However, i have nothing but absolute love and respect for so many people involved in the NHS. I have just this very second made a phone call to NHS direct in a moment of fret and anxiety. Within about 5 minutes, Bob had me laughing and talking and sounding as if he genuinely cared, he made me feel so glad that i called. This, for me, highlights the beauty of the NHS. we have people who are willing to go out of their way for people they have never met, just go that extra mile to make them feel comfortable. I am no-one to complain for a second about the NHS when my family has benefited from extensive specialist treatment which, if we had had to go private, would have cost us literally tens of thousands of pounds. Yes, we have had horrible nurses but we have also had the best nurses. People all around the world should be able to benefit from such amazing systems of health care, no-one should be denied it on the basis of wealth or postcode.
yeeeeeaaaaaah.

i cannot stop thinking about you....






oh what i wouldn't give for either of these two. i am not sure where the obsession for puppies has come from or my absolute love and adoration for lemon meringue pie. i just can't get them out of my head.
distraction from very very very stupid and pointless essays? i think so.


oh and dear parents, please refrain from being sick in the future, especially in hospital orientated ways. we, as your loving children, like to believe you are a bit invincible and these little escapades of infection remind us that you are not. this is upsetting for all involved so please STOP IT. thaaaaaaaaaaaaaanks.


give me a few more posts and i might just tell more than 2 people this exists!!

EXCITED for fireworks tonight, piss off rain.

Thursday 29 October 2009

gaaaaaaaaah.

**PROVIDED MATERIAL:**
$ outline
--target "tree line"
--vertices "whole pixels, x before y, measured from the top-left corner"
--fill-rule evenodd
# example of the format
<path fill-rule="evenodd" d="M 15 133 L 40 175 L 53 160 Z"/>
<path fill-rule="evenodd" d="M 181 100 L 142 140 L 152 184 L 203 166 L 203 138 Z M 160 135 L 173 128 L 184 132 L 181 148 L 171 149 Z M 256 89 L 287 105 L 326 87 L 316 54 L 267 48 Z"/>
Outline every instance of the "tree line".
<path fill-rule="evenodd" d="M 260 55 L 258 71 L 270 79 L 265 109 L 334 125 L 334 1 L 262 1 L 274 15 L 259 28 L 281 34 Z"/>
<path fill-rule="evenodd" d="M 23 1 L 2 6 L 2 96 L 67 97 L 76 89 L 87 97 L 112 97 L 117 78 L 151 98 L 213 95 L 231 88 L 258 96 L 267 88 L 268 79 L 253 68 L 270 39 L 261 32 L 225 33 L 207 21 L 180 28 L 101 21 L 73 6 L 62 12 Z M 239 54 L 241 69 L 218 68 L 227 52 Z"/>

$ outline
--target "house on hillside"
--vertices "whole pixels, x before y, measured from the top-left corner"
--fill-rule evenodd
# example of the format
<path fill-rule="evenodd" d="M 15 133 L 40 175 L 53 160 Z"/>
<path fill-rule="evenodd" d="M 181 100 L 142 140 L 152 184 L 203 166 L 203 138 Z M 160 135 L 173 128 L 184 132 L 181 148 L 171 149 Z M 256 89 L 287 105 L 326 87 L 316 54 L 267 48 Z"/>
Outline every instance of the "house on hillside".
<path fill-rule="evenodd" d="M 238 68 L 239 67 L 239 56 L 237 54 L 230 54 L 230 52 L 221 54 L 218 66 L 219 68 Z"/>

**WORK INSTRUCTION 1:**
Answer these questions about the blog text, each on its own line:
(a) What is the name of the person the writer spoke with on the phone call to NHS direct?
(b) Which dessert does the writer express absolute love and adoration for?
(c) What is the writer excited about happening tonight?
**WORK INSTRUCTION 2:** Return the stretch of the blog text from "yeeeeeaaaaaah." through "of my head.", copied word for word.

**ANSWER BOX 1:**
(a) Bob
(b) Lemon meringue pie
(c) Fireworks

**ANSWER BOX 2:**
yeeeeeaaaaaah.

i cannot stop thinking about you....






oh what i wouldn't give for either of these two. i am not sure where the obsession for puppies has come from or my absolute love and adoration for lemon meringue pie. i just can't get them out of my head.